START Text segment
M.I.D. London Gazette 25 August 1885.

Rebecca Burleigh was born in Carrickfergus, Ireland, on 6 December 1845, and entered the Military Nursing Establishment at Netley Hospital on 1 February 1884. Posted to Egypt from 26 March 1884 to 3 June 1884, she embarked for a second period of service aboard the Hospital Ship Ganges on 25 February 1885. Moored off the Port City of Suakin in north-eastern Sudan, Burleigh was soon caring for wounded and sick men, many of whom were struck down by dysentery. Catering to nearly 300 casualties in 90 beds and 200 swinging cots, the work was hot and the facilities basic; hoisted aboard ship, many men succumbed to infection and heat stroke. The valuable work of the nursing staff was later immortalised in a series of engravings entitled ‘With Sir Gerald Graham at Suakim, on the Hospital-Ship “Ganges”’, which were published in The Graphic.

Returned home to England in the summer of 1885, Burleigh soon began to suffer from illness herself and was sent on one month’s sick leave. Recovered, she served for almost a year at Chatham from 12 September 1885 to 2 August 1886, before taking up appointment as Nursing Sister with the Naval Nursing Service at Haslar on 4 June 1887. Raised Head Sister on 1 May 1890, she returned to Chatham until discharge on 31 March 1895.
END Text segment
● **Explore the material**:
A. Summarize the biographical note on Rebecca Burleigh in two sentences.
B. List every place or vessel where, according to the biographical note on Rebecca Burleigh, she served.
START Data supplied
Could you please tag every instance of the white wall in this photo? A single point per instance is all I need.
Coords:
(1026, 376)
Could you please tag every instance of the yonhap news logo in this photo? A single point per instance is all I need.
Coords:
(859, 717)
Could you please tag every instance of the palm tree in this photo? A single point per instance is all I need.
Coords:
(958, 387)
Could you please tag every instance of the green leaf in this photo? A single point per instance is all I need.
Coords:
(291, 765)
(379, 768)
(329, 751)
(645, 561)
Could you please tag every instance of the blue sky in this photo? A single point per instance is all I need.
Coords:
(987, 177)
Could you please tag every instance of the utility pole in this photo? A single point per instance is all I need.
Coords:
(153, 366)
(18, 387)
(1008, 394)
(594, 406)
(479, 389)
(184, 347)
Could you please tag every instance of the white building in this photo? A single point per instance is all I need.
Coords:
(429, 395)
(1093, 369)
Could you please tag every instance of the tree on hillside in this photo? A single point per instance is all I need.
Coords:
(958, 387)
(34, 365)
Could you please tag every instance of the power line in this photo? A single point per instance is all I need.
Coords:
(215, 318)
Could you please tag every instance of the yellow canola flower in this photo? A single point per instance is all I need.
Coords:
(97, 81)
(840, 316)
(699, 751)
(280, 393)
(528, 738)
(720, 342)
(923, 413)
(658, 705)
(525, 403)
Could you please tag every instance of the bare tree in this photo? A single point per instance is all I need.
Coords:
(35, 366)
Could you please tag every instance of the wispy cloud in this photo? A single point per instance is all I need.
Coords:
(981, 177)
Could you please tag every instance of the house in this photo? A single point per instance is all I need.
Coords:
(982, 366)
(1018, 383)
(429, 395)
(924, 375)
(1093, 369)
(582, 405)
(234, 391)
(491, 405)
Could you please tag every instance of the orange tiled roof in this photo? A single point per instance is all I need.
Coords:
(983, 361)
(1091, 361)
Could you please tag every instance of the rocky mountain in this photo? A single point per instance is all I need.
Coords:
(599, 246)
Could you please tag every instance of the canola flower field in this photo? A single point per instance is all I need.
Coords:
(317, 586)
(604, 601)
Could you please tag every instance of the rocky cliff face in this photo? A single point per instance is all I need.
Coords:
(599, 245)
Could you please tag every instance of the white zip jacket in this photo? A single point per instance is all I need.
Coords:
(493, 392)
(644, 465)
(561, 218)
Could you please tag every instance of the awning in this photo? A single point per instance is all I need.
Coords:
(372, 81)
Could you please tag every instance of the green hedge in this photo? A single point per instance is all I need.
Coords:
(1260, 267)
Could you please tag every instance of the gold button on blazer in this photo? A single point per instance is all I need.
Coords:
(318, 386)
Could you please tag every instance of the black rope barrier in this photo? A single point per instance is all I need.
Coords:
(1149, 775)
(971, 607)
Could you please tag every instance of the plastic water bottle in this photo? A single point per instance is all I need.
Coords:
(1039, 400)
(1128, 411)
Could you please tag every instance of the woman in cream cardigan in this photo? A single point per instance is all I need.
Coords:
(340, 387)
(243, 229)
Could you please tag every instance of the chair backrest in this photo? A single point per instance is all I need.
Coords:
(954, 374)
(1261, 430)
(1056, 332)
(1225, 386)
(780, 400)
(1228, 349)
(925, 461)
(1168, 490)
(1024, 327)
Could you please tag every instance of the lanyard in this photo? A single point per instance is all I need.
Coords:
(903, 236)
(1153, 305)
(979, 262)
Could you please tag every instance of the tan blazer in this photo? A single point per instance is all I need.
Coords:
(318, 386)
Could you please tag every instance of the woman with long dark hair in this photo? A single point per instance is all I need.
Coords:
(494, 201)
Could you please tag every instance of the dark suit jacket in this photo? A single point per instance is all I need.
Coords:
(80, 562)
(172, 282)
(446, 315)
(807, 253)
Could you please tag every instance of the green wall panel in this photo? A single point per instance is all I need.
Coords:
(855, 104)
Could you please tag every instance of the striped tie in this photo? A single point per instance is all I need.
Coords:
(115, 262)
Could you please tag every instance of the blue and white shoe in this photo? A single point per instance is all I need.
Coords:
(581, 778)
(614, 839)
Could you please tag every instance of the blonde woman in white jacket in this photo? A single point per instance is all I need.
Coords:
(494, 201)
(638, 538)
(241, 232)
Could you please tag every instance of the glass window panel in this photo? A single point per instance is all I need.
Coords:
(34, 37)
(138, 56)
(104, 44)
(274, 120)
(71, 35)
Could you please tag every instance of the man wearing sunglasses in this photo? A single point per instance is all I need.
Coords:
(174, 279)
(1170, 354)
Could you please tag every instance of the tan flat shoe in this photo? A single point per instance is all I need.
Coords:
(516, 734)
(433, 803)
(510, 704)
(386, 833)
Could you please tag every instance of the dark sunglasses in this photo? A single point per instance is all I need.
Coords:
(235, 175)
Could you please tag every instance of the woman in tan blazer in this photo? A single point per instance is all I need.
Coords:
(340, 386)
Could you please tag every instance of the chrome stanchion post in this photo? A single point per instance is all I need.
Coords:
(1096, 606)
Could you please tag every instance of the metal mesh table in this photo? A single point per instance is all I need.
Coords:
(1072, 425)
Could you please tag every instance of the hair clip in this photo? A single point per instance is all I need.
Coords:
END Data supplied
● **Responses by item number**:
A. Rebecca Burleigh, born in Carrickfergus, Ireland, in 1845, joined the Military Nursing Establishment at Netley Hospital in 1884 and served in Egypt and aboard the Hospital Ship Ganges off Suakin, where she cared for many sick and wounded men under hot and basic conditions. After returning to England in 1885 and recovering from her own illness, she served at Chatham and then with the Naval Nursing Service at Haslar, became Head Sister in 1890, and was discharged from Chatham in 1895.

B.
- Netley Hospital
- Egypt
- Hospital Ship Ganges (moored off Suakin)
- Chatham
- Haslar